WRITTEN REQUEST 1 :: In the listing, repeat everything from the line containing "Can you help me find the front fender" down to the line containing "[337,631,521,821]", requests included, and shift each bounding-box coordinate up by 6.

PROVIDED TEXT ::
• • • •

Weekly seminar series at the Human Research House (1097 Budapest Tóth Kálmán u. 4. ). The lectures start at 2 pm.
Date: 10/14/2019 2 pm
Venue: MTA Human Research House 1097 Budapest Tóth Kálmán u. 4. ground floor 13-14
Lecture:

Kreif Noémi (Centre for Health Economics, University of York)

An application of causal machine learning to explore heterogeneous treatment effects of social health insurance

Researchers evaluating social policies are often interested in identifying individuals who would benefit most from a particular policy. Recently proposed causal inference approaches that incorporate machine learning (ML) have the potential to help explore treatment effect heterogeneity in a flexible yet principled way. We contrast two such approaches in a study evaluating the effects of enrollment in social health insurance schemes on health care utilisation of Indonesian mothers.  First, we apply a double-machine learning (DML) approach where we estimate both the outcome regression and the propensity score flexibly using an ensemble ML approach. From the individual-level predictions of potential outcomes we calculate individual-level treatment effects and use a Random Forest (RF) procedure to identify the variables that predict these effects. We contrast this exploratory approach to an application of the Causal Forests method (Wager and Athey, 2018 JASA), which has been designed to directly estimate heterogeneous treatment effects, by modifying the standard RF algorithm to maximise the variance of the predicted treatment effects. In both analyses we find that the most important effect modifiers include educational status, age and household wealth. When reporting conditional average treatment effects (CATEs) for subgroups defined by these variables, the methods agree that less well-educated and younger mothers would benefit more from health insurance than well-educated and older ones. The CATEs reported by the Causal Forests have larger confidence intervals than those reported by the DML method, potentially due to the extra sample splitting step employed.

• • • •

Excerpts from a detection dataset:
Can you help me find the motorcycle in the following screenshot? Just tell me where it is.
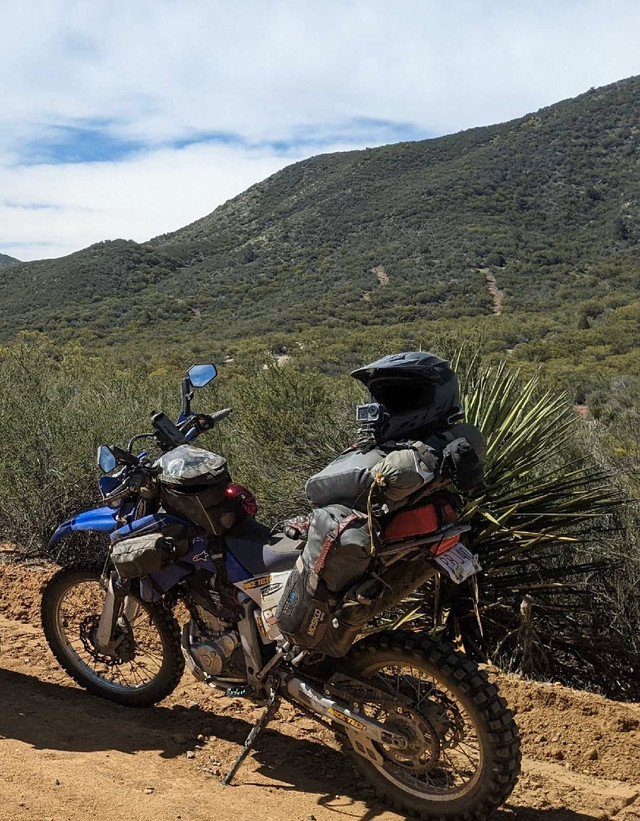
[42,364,520,821]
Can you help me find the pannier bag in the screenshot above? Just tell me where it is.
[305,448,386,512]
[276,505,371,652]
[111,533,189,579]
[156,445,235,536]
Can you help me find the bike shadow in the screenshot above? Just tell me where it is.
[0,669,597,821]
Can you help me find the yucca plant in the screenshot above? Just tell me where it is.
[384,355,638,694]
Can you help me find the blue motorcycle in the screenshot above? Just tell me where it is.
[42,364,520,821]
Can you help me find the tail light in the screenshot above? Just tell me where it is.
[224,482,258,516]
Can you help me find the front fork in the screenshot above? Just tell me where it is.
[95,570,140,656]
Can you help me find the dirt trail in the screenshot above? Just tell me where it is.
[481,268,504,316]
[0,566,640,821]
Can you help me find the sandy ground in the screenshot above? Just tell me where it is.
[0,566,640,821]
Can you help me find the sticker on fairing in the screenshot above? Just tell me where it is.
[242,576,271,590]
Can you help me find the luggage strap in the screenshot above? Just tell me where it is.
[313,513,361,576]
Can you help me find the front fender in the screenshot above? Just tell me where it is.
[47,507,118,549]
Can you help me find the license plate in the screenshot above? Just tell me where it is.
[435,542,482,584]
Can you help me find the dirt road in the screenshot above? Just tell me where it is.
[0,566,640,821]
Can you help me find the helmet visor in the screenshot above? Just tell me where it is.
[368,376,435,413]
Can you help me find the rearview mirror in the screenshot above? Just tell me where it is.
[98,445,118,473]
[187,365,218,388]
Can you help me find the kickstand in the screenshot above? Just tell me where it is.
[221,689,280,787]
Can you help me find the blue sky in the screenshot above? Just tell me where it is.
[0,0,640,259]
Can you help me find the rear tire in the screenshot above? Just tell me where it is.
[41,562,184,707]
[337,631,521,821]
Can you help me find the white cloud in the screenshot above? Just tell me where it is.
[0,0,640,258]
[0,139,358,260]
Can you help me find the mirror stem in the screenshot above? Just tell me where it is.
[180,376,193,419]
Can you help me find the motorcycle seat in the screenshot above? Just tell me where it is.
[225,517,304,576]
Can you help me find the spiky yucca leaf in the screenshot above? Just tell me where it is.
[384,357,631,690]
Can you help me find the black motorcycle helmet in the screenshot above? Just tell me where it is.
[351,351,462,444]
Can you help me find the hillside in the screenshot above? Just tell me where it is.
[0,254,20,268]
[0,77,640,341]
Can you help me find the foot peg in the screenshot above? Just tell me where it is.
[226,684,256,698]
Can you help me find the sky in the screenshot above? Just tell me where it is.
[0,0,640,260]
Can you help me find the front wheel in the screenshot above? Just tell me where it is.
[339,631,520,821]
[41,562,184,707]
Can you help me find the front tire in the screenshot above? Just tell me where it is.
[338,631,521,821]
[41,562,184,707]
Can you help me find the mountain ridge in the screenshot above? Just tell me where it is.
[0,254,22,268]
[0,77,640,339]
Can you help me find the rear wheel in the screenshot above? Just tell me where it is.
[339,632,520,821]
[42,562,184,707]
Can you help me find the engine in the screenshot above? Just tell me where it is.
[183,607,243,679]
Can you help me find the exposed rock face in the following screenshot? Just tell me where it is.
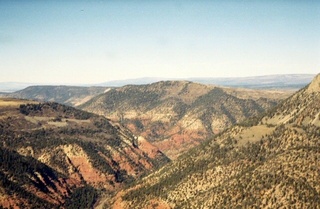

• • • •

WRITTEN REQUEST 2 :: According to the seminar announcement, why might the Causal Forests method report wider confidence intervals for the CATEs than the DML method?

EXERCISE ANSWER 1 ::
Can you help me find the front fender in the screenshot above? Just tell me where it is.
[53,513,124,555]
Can you help me find the license plate in the screenshot above? Just tell me where it is.
[441,548,488,590]
Can you help me find the dirt road in the screenshot above? Just tell me where it is.
[6,572,646,827]
Can you help me find the helmet visor in the screenshot above? Just tell me where it is.
[374,382,441,419]
Can you help me find the rearview mirror in the screenshot above? Just tell me where it is.
[104,451,124,479]
[193,371,224,394]
Can you help me find the kickstand in the screenshot above? Just tell me where it is.
[227,695,286,793]
Can you help me find the blue sky in the screenshot above? Just tell me where it is.
[6,6,646,265]
Can you help me find the rear tire in the screenshot above? Just tell me where it is.
[47,568,190,713]
[343,637,527,827]

EXERCISE ANSWER 2 :: The announcement says the larger confidence intervals from the Causal Forests are potentially due to the extra sample-splitting step that the method employs.